▶ [Extrait]:
"""

Dumrâ Ibnou Rajâ° a rapporté : « ‘Umar Ibn ‘Abdi al ‘Azîz et Al Qâssim Ibn Muhammad se sont rencontrés et commencèrent l’analyse de ahâdîth. ‘Umar a ensuite commencé à parler des choses qui différaient de ce que Al Qâssim avait mentionné, et Al Qâssim allait lui donner du fil à retordre concernant cela, et ceci jusqu’à ce que la situation devienne plus claire. [Sachant cela], ‘Umar lui dit alors : « Ne fais pas ça ! Je déteste ôter les faveurs [d’Allâh] provenant des divergences » ».

Ibn Wahb a également rapporté que Al Qâssim a dit : « J’ai été heureux de la parole de ‘Umar Ibn ‘Abd al ‘Azîz : « Je détesterais que les Compagnons n’eurent pas divergés entre eux, car s’ils n’avaient pas divergé, il n’y aurait alors aucune liberté [pour nous]. Vraiment, les Compagnons sont des Imâms par lesquels les gens sont guidés. Si quelqu’un suit la parole de l’un d’entre eux, il est dans la Sunnah » ».

La signification de tout ceci est qu’ils (les Compagnons) ont ouvert la porte de l’ijtihâd (effort d’interprétation) ainsi que celle de la permission de la divergence dans l’ijtihâd pour les gens. S’ils ne l’avaient pas fait, les mujtahidîn auraient été dans une impasse, car les confrontations d’ijtihâd et d’avis personnels ne concordent généralement pas : les gens qui pratiquent l’ijtihâd seraient, malgré l’obligation de suivre ce dont ils sont convaincus, obligés de suivre ce avec quoi ils ne seraient pas d’accord, et ceci constituerait une obligation insoutenable et l’une des contraintes les plus éprouvantes.

Allâh a donc donné une liberté d’action à la communauté à travers l’existence de la divergence en son sein dans le domaine des branches de la Sharî’ah. C’est la porte qu’Il a ouverte pour la communauté afin qu’elle soit comblée par Sa miséricorde. Comment pourraient-ils ne pas être ceux concernés par « Ceux à qui ton Seigneur a fait miséricorde » dans le verset : « Et ils ne cessent de diverger, exceptés ceux à qui ton Seigneur a fait miséricorde » [Qur’ân 11/118-119].

Donc, leurs divergences dans les branches de la loi sont sur le même plan que leur accord [suite au fait que ces deux cas constituent une miséricorde pour la communauté musulmane]. Et toute la louange est à Allâh ».

    La parole de Ibn Hazm est donc erronée, lorsqu’il est rapporté dans Al Ihkâm fî Ussûl ul Ahkâm à propos du fait que la divergence est une miséricorde : « C’est une des paroles les plus incorrectes qui soit, car si la divergence était une miséricorde, alors l’accord serait une punition, ce qu’aucun musulman ne dirait, parce qu’il peut seulement y avoir accord ou désaccord et il peut seulement y avoir miséricorde ou punition ». Or, le contraire de la miséricorde ou de l’indulgence n’est pas forcément la punition ou la malédiction.

"""

▶ [Objectif énoncé 1]: Reproduisez à l'identique le passage de l'extrait sur la divergence des Compagnons qui commence aux mots « La parole de Ibn » et s'arrête après « ou la malédiction. ».
▶ [Objectif énoncé 2]: Reprenez l'extrait sur la divergence des Compagnons après sa dernière phrase et poursuivez-le.

▶ [Données enregistrées]:

"""

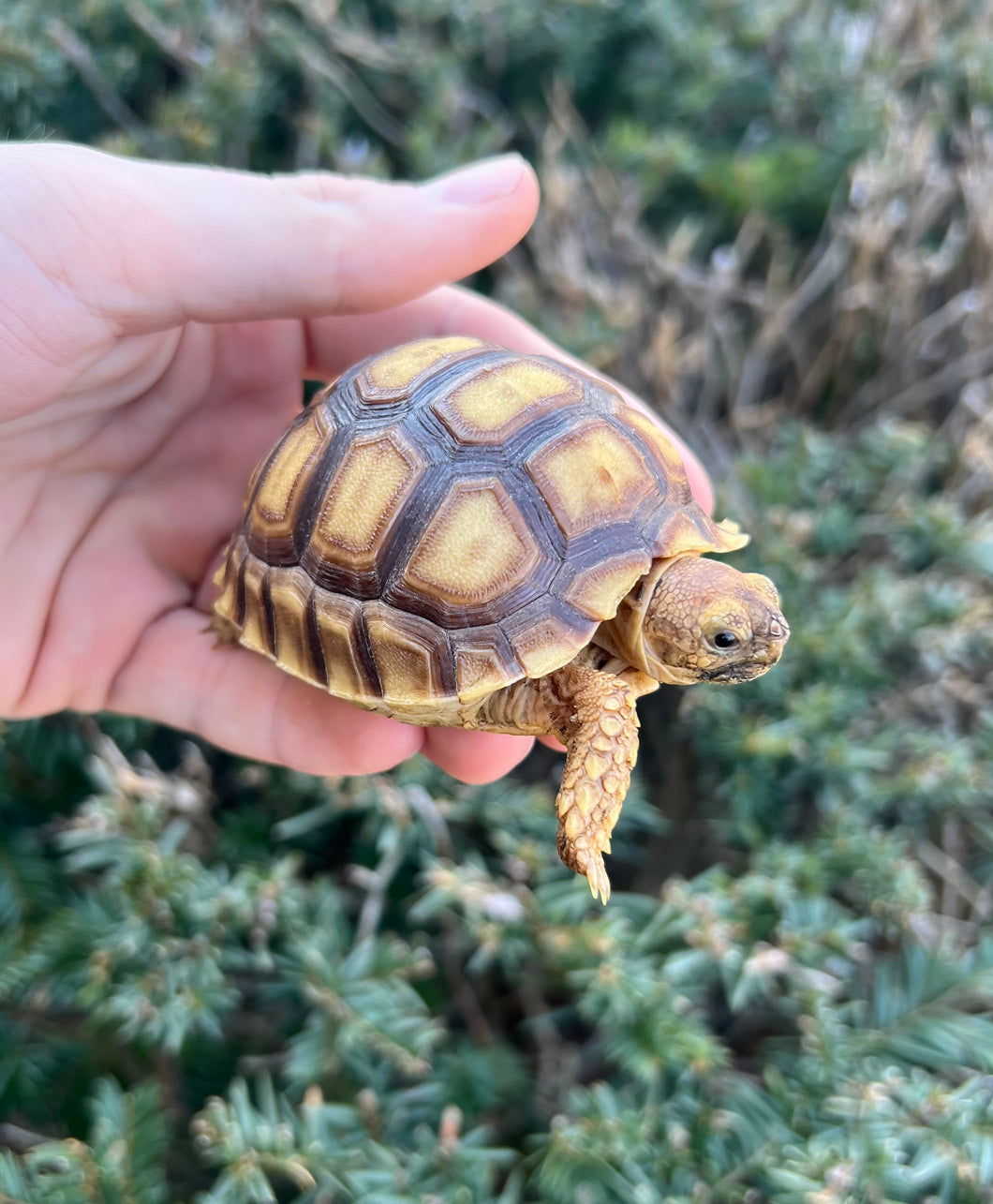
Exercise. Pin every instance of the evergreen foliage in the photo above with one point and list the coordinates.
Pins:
(225, 983)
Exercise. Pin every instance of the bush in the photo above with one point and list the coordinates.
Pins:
(223, 981)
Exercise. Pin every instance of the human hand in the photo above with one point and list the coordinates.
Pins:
(156, 324)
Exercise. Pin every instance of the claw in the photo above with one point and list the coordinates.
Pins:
(596, 875)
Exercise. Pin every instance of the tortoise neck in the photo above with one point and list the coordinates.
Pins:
(624, 636)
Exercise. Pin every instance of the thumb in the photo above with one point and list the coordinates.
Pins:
(149, 245)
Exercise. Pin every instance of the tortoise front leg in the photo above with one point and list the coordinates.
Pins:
(592, 713)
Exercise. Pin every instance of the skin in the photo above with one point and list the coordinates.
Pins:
(156, 324)
(703, 621)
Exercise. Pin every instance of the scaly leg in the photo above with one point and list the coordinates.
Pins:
(594, 714)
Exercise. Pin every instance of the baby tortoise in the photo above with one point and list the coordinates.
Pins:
(459, 535)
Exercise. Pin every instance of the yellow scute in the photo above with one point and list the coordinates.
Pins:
(284, 473)
(474, 548)
(496, 396)
(590, 477)
(398, 367)
(366, 491)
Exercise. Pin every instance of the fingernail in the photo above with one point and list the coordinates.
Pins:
(481, 182)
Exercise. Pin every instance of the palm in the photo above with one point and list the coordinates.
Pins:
(138, 390)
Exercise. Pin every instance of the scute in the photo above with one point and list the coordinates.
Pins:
(590, 477)
(377, 474)
(499, 400)
(476, 549)
(448, 518)
(274, 506)
(393, 375)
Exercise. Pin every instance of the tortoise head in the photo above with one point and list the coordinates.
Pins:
(692, 619)
(706, 621)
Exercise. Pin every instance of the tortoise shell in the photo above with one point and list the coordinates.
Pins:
(448, 518)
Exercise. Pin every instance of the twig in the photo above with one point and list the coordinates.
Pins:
(119, 112)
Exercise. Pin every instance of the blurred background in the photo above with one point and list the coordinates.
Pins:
(227, 983)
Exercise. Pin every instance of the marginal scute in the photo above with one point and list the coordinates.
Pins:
(499, 400)
(338, 624)
(421, 582)
(482, 664)
(409, 653)
(256, 633)
(393, 375)
(476, 548)
(689, 531)
(377, 474)
(590, 477)
(227, 617)
(290, 591)
(596, 591)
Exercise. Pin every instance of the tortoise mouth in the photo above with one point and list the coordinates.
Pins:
(744, 671)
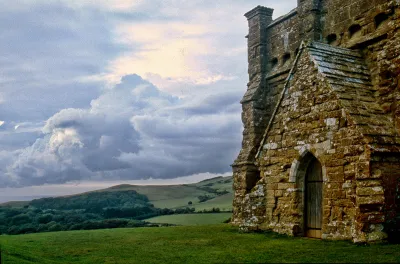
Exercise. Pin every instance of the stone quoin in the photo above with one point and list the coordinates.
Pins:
(320, 154)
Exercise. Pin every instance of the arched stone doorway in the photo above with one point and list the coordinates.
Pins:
(308, 174)
(313, 199)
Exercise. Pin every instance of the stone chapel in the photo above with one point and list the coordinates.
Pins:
(321, 143)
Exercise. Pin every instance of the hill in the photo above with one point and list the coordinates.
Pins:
(120, 206)
(216, 192)
(185, 244)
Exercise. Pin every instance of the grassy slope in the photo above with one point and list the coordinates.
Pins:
(197, 244)
(191, 219)
(175, 196)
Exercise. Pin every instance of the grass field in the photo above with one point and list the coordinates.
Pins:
(176, 196)
(195, 244)
(191, 219)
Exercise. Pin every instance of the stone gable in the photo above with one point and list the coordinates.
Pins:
(315, 98)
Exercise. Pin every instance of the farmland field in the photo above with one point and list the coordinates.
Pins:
(191, 219)
(185, 244)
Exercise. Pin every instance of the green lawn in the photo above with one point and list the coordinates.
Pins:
(194, 244)
(191, 219)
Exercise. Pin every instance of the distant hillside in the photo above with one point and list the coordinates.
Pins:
(119, 206)
(177, 196)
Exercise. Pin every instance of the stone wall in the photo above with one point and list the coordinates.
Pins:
(310, 119)
(360, 199)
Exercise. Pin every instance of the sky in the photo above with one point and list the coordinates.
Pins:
(95, 92)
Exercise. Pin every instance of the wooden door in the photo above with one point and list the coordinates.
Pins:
(313, 201)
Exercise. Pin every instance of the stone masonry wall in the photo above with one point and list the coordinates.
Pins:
(310, 119)
(360, 198)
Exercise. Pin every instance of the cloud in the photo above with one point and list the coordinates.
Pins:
(131, 131)
(121, 90)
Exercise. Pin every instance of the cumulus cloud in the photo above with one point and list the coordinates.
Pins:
(125, 89)
(131, 131)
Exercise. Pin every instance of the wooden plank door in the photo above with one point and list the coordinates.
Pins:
(313, 201)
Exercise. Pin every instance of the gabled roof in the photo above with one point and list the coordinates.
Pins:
(348, 76)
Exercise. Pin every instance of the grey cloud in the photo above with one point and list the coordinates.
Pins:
(144, 135)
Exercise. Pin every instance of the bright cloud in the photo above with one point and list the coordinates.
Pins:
(121, 90)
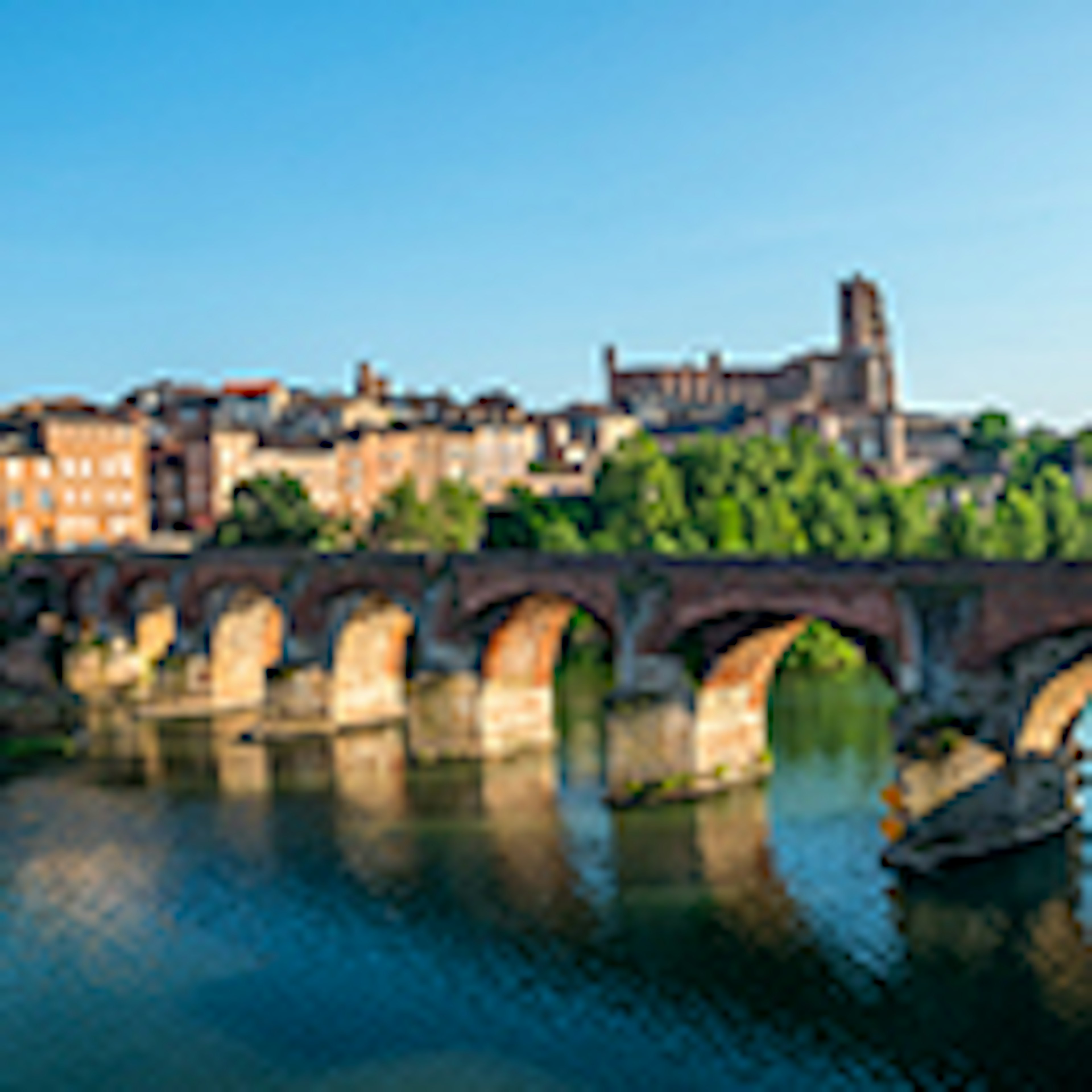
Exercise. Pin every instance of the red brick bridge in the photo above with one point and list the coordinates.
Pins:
(1001, 653)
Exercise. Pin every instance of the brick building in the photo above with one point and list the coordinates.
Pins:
(73, 477)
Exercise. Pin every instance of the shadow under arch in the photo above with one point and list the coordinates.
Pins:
(732, 663)
(521, 649)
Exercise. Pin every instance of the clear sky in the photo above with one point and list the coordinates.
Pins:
(473, 194)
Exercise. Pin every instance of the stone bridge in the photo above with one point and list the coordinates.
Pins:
(992, 661)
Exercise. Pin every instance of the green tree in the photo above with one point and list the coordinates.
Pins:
(991, 433)
(1018, 531)
(270, 512)
(451, 520)
(959, 531)
(402, 520)
(1054, 494)
(638, 497)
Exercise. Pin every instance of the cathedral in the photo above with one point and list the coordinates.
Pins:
(847, 395)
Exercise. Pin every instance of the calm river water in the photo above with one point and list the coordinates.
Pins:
(499, 928)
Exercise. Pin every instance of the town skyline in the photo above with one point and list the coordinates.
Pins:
(487, 197)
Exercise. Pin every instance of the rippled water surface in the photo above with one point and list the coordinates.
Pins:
(178, 920)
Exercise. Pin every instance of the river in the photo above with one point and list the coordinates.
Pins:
(172, 921)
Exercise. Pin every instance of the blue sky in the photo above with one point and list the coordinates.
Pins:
(473, 194)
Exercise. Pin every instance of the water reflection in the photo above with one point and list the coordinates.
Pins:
(503, 912)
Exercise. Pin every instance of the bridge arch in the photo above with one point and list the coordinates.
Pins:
(369, 657)
(521, 650)
(246, 637)
(1058, 685)
(731, 663)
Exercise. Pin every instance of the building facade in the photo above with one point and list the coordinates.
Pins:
(74, 479)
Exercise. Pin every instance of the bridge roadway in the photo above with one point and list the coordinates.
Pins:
(992, 661)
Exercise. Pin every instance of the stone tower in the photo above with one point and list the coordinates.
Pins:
(864, 343)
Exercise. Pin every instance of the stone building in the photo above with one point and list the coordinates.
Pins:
(73, 475)
(847, 395)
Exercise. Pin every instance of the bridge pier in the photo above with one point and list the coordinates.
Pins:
(444, 717)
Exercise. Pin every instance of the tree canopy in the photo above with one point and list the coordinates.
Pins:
(271, 512)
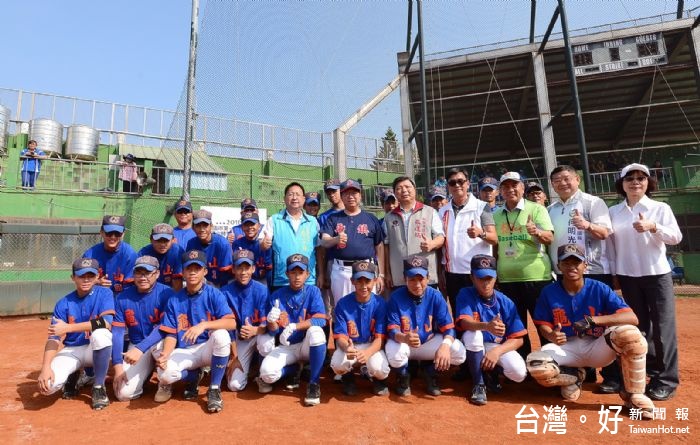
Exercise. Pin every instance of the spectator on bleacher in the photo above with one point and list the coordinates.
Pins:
(641, 229)
(31, 164)
(183, 215)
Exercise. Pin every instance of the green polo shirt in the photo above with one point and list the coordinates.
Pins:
(520, 256)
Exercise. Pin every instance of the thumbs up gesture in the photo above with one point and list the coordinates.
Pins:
(426, 245)
(644, 225)
(579, 221)
(274, 315)
(473, 231)
(531, 227)
(413, 338)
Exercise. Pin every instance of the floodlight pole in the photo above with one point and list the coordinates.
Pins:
(574, 96)
(189, 113)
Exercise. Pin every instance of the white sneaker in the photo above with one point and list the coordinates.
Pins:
(263, 388)
(164, 393)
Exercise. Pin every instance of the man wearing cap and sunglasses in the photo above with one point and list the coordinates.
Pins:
(139, 310)
(115, 256)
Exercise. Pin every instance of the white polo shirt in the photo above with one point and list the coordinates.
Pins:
(458, 250)
(643, 254)
(592, 209)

"""

▶ [Réponse attendue 1]:
La parole de Ibn Hazm est donc erronée, lorsqu’il est rapporté dans Al Ihkâm fî Ussûl ul Ahkâm à propos du fait que la divergence est une miséricorde : « C’est une des paroles les plus incorrectes qui soit, car si la divergence était une miséricorde, alors l’accord serait une punition, ce qu’aucun musulman ne dirait, parce qu’il peut seulement y avoir accord ou désaccord et il peut seulement y avoir miséricorde ou punition ». Or, le contraire de la miséricorde ou de l’indulgence n’est pas forcément la punition ou la malédiction.

▶ [Réponse attendue 2]:
    L’imâm An-Nawawî lui avait d’ailleurs répondu dans son commentaire du Sahîh Muslim intitulé Al Minhaj : « Si quelque chose est une miséricorde, cela ne signifie pas que l’inverse de cette chose est l’inverse d’une miséricorde. Personne ne fait ce genre de lien, et personne ne dit même ce genre de choses sauf un ignorant ou celui qui affecte l’ignorance. Allâh a dit : « Et parmi Sa Miséricorde, Il a créé la nuit pour vous afin que vous vous y reposiez » (Qur’ân 28, 73), et Il a qualifié la nuit de miséricorde : pourtant, cela n’implique pas forcément que le jour soit une punition ».

    L’Imâm Badr Ud Dîn Az Zarkashî dans Tadhkirah fil Ahâdîth ul Mushtaharah rapporta que l’Imâm de Médine de son temps, l’imâm Al Qâssim Ibn Muhammad Ibn Abî Bakr As Siddîq a dit : « Les divergences parmi les Compagnons de Muhammad sont une miséricorde pour les serviteurs d’Allâh ».

    Quant au Shaykh Ibn Taymiyya, il a dit dans Mukhtasar Fatâwî Al Misriyyah : « Le consensus des Imâms est une preuve indubitable et leur divergence est une vaste miséricorde ».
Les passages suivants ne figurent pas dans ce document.